Segment Open

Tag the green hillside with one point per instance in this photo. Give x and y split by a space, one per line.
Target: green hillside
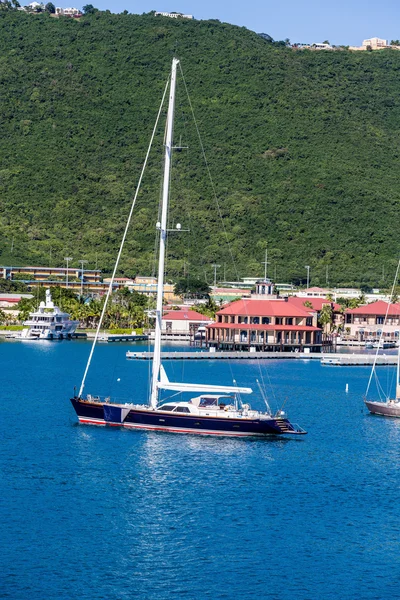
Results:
303 148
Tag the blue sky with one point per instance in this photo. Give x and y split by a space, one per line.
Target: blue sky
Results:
339 21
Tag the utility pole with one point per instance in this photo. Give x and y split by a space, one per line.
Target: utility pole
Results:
82 263
215 273
265 263
67 260
308 275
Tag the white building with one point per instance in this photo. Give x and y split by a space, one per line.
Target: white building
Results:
321 46
183 321
375 43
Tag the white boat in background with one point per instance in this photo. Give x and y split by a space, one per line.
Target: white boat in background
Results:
381 345
48 322
386 406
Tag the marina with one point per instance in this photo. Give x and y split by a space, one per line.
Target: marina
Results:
333 359
95 482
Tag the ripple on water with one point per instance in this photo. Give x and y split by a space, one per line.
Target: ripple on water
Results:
102 513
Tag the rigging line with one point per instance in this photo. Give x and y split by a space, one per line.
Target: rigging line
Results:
209 173
122 243
215 196
384 323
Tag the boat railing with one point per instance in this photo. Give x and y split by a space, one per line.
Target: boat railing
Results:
295 428
108 399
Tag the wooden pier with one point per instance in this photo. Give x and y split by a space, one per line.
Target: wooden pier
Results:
331 359
207 355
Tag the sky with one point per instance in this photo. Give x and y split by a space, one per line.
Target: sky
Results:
346 22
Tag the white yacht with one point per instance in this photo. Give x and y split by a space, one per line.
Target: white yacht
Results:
48 322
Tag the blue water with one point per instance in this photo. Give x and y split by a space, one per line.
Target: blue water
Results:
91 513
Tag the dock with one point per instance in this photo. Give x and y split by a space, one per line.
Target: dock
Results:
331 359
207 355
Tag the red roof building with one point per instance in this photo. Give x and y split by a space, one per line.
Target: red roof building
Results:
264 325
183 321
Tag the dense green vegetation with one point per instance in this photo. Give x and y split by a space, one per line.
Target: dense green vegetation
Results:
303 148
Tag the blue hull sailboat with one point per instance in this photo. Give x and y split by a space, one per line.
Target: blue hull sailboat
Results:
211 409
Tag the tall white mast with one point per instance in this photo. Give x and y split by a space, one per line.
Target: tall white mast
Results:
163 236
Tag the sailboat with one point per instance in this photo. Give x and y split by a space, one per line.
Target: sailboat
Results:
216 409
391 406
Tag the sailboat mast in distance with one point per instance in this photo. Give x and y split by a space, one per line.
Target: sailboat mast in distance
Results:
163 235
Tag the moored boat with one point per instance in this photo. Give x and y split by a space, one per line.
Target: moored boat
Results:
389 407
48 322
219 409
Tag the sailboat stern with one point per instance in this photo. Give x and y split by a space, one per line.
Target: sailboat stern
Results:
88 411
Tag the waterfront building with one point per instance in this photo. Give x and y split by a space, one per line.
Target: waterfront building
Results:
183 322
173 15
225 294
368 321
9 303
265 325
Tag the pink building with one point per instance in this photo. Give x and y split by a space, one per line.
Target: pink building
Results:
367 322
265 325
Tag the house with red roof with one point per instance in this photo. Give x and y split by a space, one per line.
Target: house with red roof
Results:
265 325
316 305
370 320
183 322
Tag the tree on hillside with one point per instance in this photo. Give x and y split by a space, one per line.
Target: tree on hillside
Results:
7 4
89 9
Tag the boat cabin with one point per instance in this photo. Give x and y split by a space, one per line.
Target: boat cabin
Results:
217 402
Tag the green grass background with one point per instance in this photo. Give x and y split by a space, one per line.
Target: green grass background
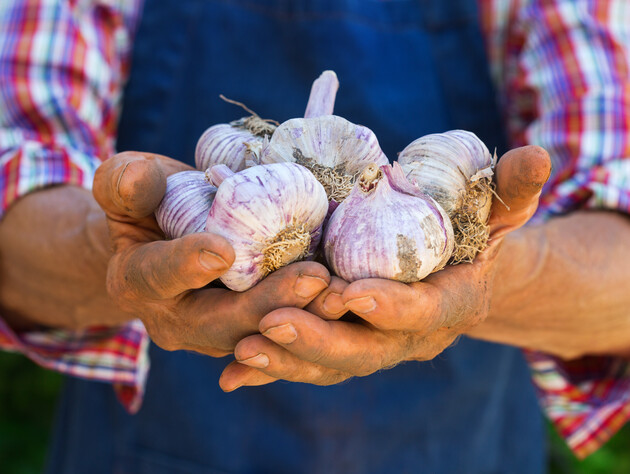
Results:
28 395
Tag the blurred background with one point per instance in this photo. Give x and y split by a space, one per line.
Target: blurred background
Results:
28 395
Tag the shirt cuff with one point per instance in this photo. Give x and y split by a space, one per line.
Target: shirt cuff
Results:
33 166
115 355
606 186
588 400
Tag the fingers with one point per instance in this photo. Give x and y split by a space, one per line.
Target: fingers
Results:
225 317
132 184
295 285
391 305
267 361
164 269
329 303
236 375
520 176
347 347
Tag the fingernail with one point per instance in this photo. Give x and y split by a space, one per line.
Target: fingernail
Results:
333 304
211 261
364 304
309 286
259 361
231 389
284 334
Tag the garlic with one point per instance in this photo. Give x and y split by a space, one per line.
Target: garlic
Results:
387 228
237 144
271 214
455 169
321 100
185 205
332 148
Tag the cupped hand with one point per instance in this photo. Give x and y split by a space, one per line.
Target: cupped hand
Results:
398 321
164 283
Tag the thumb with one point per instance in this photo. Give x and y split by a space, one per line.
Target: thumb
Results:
520 176
130 185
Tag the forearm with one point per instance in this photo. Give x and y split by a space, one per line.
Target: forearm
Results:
562 287
54 251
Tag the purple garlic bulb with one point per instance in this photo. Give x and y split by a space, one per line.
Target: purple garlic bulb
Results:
185 205
271 214
455 168
237 144
387 228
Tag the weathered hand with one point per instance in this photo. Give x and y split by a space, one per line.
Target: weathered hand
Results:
162 282
397 321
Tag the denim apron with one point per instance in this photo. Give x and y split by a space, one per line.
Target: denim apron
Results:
407 68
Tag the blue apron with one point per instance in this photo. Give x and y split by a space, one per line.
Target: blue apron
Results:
407 68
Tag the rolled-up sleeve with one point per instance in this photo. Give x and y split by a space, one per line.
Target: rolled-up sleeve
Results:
63 65
562 72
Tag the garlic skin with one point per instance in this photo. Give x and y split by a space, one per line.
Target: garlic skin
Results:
185 205
332 148
455 168
237 144
271 214
387 228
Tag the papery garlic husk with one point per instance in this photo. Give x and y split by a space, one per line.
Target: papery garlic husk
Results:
332 148
387 228
237 144
185 205
271 214
455 168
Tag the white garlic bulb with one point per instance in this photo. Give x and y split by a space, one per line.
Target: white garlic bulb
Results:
237 144
455 168
387 228
332 148
271 214
185 205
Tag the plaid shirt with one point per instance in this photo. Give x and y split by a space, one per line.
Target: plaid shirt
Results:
561 69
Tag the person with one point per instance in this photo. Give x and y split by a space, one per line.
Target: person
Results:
91 266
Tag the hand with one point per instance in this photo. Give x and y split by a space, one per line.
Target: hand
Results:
399 321
163 282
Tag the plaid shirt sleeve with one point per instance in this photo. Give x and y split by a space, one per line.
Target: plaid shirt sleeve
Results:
562 70
63 64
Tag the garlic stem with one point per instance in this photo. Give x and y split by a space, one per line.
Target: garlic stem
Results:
218 173
322 98
369 177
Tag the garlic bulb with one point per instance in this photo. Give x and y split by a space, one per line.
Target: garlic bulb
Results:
185 205
455 169
387 228
332 148
239 144
271 214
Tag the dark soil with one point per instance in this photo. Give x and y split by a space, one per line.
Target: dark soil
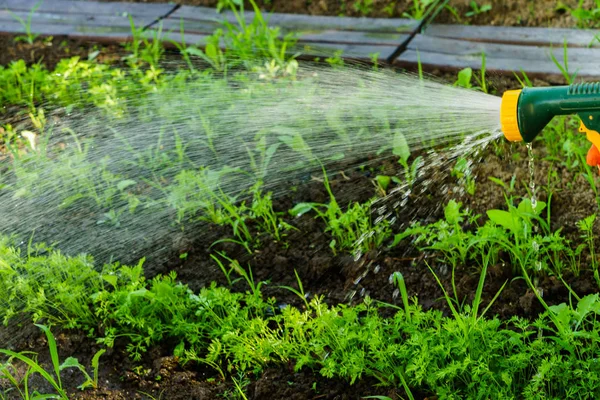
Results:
338 277
50 50
504 12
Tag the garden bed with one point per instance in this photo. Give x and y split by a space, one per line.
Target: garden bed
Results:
506 12
305 254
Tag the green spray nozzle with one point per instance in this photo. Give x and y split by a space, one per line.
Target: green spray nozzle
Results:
524 113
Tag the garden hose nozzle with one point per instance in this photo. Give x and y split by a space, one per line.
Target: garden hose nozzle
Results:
524 113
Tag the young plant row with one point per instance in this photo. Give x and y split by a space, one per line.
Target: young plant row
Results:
464 355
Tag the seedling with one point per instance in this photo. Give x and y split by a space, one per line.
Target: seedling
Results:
29 37
351 230
477 9
586 226
9 372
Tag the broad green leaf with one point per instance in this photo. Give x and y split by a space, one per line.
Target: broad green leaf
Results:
452 212
383 181
124 184
525 207
111 279
70 362
464 78
505 219
302 208
587 305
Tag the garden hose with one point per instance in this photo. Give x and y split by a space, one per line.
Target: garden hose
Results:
524 113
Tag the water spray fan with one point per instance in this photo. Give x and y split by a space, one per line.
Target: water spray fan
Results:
524 113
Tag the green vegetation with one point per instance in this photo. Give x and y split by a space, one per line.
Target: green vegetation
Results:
464 355
20 382
352 230
585 15
522 233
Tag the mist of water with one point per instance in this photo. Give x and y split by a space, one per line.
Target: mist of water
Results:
121 186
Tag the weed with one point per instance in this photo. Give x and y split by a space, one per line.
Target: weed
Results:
465 77
586 226
465 354
29 37
586 16
477 9
364 7
351 230
564 67
8 370
421 8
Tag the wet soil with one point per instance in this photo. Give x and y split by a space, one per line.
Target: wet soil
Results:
50 50
544 13
337 277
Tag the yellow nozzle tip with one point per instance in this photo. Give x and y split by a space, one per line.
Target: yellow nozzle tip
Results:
508 116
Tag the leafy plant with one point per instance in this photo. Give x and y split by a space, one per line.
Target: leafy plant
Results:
421 8
586 226
585 15
352 230
364 7
564 67
8 370
477 9
29 37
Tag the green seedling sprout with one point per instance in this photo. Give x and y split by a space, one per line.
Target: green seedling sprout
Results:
398 280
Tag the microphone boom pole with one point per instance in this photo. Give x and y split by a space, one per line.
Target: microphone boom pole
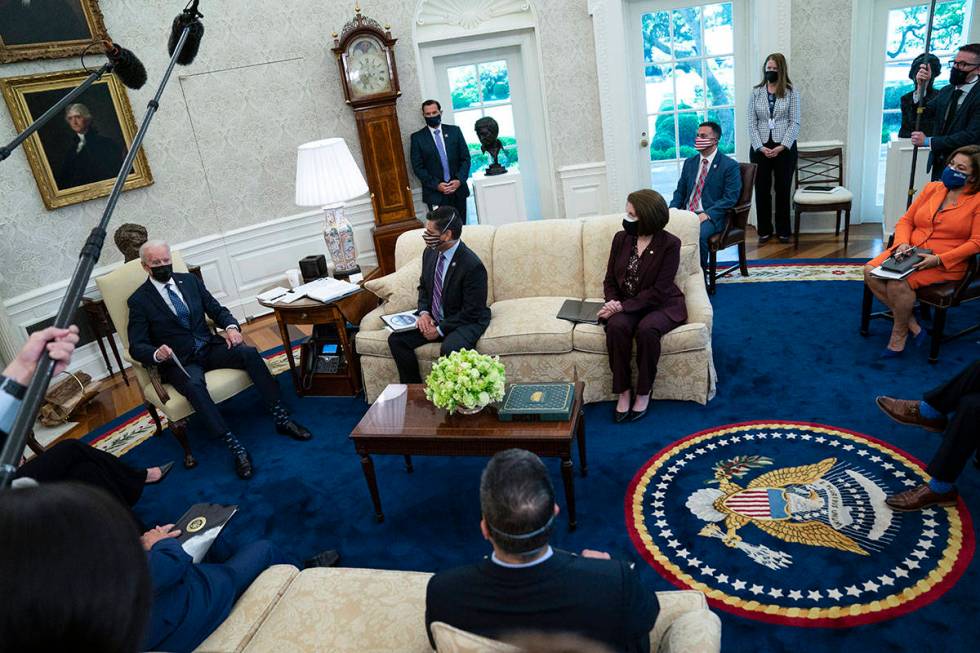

Segment Closed

> [YOUR GOAL]:
Pull out every line of the records above that contains the word "weathered".

> [RESULT OF THE TASK]:
Tag the weathered hand with one point per instance in this photo. Give x and y split by a space, one per line.
Target: weathered hand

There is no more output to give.